* [EXERCISE TASK 1] Translate this sentence from the histogram post below into Spanish: "This is a question concerning the width of the bar in a histogram."
─── EXTRACTED TEXT ───
This is a question concerning the width of the bar in a histogram. Let's say we have frequency distribution like this:

enter image description here

As far as I've learned when you define size of the bar for example 0.5, for each integer value you cluster all the points from the interval integer-0.5 and integer+0.5. So, for example if we draw bar around the integer 50 then it represents all the items from 49,8 + all the items from 50 + all the items in aggregate, that is 20+4+3=27 items in that subset. It doesn't necessarily have to be an integer value, but let's simplify it for this purposes!

Question: By taking a random observation from this distribution what is the probability that it will be in range >=50?

The way it's usually pictured is to sum all (elements contained in) bars in histogram from 50 till the end. If that is the case and thing I've previously described is true, then we should not inculde the subset from the 49,5 to get the right probability?

Maybe the error including that small subset is negligible if the size of the population is high, but still what if the size of the population is small?
─── SUPPLIED ENTRIES ───
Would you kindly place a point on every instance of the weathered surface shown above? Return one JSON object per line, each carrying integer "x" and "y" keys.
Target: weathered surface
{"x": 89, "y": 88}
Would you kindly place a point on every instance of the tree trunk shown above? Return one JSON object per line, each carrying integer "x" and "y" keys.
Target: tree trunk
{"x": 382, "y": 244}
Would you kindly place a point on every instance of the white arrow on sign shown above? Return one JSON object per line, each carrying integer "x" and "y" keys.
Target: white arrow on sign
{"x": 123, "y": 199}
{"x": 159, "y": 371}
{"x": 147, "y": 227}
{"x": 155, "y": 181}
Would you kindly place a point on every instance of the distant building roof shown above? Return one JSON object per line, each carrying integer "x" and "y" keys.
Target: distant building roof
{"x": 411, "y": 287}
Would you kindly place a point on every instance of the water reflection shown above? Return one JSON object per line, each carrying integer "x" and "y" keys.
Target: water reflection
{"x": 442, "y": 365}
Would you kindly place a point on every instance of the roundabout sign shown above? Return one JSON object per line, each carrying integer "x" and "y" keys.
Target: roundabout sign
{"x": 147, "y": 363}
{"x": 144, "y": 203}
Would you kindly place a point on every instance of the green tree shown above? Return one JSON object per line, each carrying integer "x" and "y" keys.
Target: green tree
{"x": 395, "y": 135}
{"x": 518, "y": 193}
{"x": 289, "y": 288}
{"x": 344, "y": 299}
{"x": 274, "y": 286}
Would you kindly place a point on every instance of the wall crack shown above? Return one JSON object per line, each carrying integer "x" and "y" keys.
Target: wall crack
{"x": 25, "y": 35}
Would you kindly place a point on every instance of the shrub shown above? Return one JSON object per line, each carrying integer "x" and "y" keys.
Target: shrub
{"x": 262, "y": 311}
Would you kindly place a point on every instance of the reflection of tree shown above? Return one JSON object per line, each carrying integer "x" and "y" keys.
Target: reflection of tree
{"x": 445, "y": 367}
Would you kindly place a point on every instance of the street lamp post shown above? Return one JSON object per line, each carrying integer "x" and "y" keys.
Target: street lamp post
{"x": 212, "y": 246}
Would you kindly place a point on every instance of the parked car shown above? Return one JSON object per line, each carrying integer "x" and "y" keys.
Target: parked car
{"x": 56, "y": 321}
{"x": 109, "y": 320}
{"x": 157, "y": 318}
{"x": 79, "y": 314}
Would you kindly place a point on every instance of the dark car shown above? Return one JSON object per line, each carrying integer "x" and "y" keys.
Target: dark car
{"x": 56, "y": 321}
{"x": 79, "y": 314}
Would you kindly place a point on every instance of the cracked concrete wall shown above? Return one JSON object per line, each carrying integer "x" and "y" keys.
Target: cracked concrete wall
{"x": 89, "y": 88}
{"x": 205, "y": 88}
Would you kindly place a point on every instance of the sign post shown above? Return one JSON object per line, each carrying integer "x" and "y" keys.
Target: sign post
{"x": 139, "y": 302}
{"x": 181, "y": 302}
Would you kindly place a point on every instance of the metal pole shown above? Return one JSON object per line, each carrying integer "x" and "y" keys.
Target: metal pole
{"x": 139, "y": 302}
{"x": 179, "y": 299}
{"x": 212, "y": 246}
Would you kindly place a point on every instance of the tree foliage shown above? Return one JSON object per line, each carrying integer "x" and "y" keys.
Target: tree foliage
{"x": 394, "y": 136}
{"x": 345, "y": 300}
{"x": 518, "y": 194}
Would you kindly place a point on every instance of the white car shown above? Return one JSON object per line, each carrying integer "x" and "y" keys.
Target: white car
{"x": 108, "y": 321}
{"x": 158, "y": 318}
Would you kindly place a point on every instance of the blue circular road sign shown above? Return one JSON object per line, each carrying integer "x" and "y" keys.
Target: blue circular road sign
───
* [EXERCISE TASK 2] Please find every line in the entries above that contains the word "green", and copy each one.

* [WRITTEN REPLY 1] Esta es una pregunta sobre el ancho de la barra en un histograma.

* [WRITTEN REPLY 2]
Would you kindly place a point on every instance of the green tree shown above? Return one JSON object per line, each carrying integer "x" and "y" keys.
Target: green tree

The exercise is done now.